_Given text_:
◇ ◇ ◇ ◇ ◇ ◇ ◇

Amortization Expense
Amortization expense for the nine months ended September 30, 2007 was $8.3 million, or 1.7% of
sales, compared to $11.4 million, or 2.9% of sales for the nine months ended September 30, 2006.
The decrease of $3.1 million was due to certain intangible assets being fully amortized by December
31, 2006.
Employee Separation and Plant Closure Costs
For both the nine months ended September 30, 2007 and 2006, employee separation and plant
closure costs were $0.3 million. The costs for the both periods were related to the idle Plaistow,
New Hampshire facility which has been held for sale. The sale of this facility and part of the land associated with it was completed in the fourth quarter of 2007.
Loss on Disposal of Assets, Net
For the nine months ended September 30, 2007, the Company recognized a $0.5 million loss on
disposal primarily related to a leased facility that was vacated by the Companys E&C segment
Operating Income
As a result of the foregoing, operating income for the nine months ended September 30, 2007
was $58.5 million, or 12.1% of sales, and represented an increase of $11.0 million compared to
operating income of $47.5 million, or 12.1% of sales, for the same period in 2006.
Net Interest Expense
Net interest expense for the nine months ended September 30, 2007 and 2006 was $17.4 million
and $19.3 million, respectively. This decrease in interest expense of $1.9 million for the nine
months ended September 30, 2007 compared to the same period in 2006 was primarily attributable
to decreased long-term debt outstanding as a result of voluntary principal payments of $90.0
million made on the Term Loan portion of our Senior Credit Facility funded primarily by proceeds
from warrant and option exercises, the Companys IPO in 2006 and proceeds from the secondary stock
offering completed in June 2007. This decrease was partially offset by higher interest rates on
our Senior Credit Facility and the additional interest incurred on the Subordinated Notes, since
the exchange offering was not completed until April 2007.

◇ ◇ ◇ ◇ ◇ ◇ ◇

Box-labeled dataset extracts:

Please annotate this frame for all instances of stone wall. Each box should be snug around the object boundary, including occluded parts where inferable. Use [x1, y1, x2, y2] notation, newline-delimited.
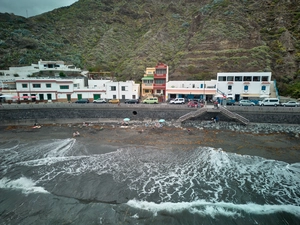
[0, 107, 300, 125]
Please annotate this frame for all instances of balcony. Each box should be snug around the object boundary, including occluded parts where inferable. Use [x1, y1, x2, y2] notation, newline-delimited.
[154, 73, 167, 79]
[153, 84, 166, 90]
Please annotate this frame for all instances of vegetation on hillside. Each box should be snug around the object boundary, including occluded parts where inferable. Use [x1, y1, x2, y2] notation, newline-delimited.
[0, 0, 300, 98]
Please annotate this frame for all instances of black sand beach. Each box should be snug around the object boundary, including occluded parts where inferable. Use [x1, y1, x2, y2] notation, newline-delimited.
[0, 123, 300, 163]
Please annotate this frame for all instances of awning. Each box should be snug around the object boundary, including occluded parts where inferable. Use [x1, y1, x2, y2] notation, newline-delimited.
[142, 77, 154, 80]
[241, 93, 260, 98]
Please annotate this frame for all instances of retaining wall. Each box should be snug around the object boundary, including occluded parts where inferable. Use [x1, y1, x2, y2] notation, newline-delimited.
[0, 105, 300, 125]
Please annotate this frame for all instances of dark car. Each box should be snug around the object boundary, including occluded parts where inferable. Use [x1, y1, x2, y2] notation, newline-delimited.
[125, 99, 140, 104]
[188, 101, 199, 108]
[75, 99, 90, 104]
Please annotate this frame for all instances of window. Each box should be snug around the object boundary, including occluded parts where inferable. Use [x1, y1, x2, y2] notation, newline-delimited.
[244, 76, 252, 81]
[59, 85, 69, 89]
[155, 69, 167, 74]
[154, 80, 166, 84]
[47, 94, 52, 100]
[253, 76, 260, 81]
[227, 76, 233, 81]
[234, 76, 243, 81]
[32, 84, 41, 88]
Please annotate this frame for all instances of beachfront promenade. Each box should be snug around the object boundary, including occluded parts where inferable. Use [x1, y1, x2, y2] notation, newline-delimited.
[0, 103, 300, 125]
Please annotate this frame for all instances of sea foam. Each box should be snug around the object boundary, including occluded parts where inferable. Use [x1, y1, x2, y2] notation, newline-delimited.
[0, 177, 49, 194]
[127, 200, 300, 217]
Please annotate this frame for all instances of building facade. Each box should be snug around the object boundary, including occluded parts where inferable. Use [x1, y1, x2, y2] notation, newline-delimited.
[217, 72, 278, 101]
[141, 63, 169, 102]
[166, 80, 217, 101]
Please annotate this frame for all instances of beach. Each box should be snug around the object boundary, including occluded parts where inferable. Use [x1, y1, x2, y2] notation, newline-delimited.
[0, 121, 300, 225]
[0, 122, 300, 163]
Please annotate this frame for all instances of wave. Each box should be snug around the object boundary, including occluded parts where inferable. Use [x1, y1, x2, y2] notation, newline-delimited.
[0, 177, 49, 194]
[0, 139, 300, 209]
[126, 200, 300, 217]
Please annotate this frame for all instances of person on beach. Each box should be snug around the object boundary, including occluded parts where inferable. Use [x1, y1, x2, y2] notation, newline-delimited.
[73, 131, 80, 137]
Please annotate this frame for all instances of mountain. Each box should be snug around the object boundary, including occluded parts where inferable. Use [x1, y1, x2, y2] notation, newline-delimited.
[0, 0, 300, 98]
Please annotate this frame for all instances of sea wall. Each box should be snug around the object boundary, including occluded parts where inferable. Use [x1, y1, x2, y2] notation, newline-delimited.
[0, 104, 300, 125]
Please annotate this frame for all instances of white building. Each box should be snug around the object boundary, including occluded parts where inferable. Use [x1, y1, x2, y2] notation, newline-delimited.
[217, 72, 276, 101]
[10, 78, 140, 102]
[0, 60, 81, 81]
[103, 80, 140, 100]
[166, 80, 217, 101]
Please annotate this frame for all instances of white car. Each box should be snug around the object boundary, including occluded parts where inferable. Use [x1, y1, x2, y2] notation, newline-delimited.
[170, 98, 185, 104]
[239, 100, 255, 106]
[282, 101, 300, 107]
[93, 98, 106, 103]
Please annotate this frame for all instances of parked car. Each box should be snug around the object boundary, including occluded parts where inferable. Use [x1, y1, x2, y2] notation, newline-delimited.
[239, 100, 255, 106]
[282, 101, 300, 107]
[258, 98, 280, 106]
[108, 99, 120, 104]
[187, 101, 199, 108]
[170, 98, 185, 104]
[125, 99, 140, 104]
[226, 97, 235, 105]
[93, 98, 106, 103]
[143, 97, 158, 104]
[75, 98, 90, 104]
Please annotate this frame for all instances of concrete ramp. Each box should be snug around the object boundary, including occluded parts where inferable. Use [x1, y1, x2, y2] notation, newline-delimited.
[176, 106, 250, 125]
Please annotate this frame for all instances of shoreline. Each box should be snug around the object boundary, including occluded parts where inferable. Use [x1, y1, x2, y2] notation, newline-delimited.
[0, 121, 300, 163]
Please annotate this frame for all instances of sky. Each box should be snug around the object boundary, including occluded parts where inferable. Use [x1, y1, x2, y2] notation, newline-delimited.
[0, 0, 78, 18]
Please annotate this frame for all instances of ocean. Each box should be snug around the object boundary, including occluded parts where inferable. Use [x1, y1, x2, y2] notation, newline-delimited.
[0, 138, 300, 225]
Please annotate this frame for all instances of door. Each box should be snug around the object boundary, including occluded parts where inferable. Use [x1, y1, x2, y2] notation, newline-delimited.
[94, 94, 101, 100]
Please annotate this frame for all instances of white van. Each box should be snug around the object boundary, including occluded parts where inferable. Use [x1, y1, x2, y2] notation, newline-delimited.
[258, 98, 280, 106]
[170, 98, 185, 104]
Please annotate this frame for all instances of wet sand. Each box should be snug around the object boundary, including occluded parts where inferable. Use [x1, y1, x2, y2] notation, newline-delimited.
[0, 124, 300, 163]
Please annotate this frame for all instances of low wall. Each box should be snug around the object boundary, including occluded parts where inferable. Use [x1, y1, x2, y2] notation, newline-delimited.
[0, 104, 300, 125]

◇ ◇ ◇ ◇ ◇ ◇ ◇

_Set exercise 1_:
Retype the part of the financial excerpt that opens with the words "Employee Separation and Plant Closure" and closes with "quarter of 2007.".
_Set exercise 2_:
List every section heading in the financial excerpt.
You won't need the records for any of this.

_Exercise response 1_:
Employee Separation and Plant Closure Costs
For both the nine months ended September 30, 2007 and 2006, employee separation and plant
closure costs were $0.3 million. The costs for the both periods were related to the idle Plaistow,
New Hampshire facility which has been held for sale. The sale of this facility and part of the land associated with it was completed in the fourth quarter of 2007.

_Exercise response 2_:
Amortization Expense
Employee Separation and Plant Closure Costs
Loss on Disposal of Assets, Net
Operating Income
Net Interest Expense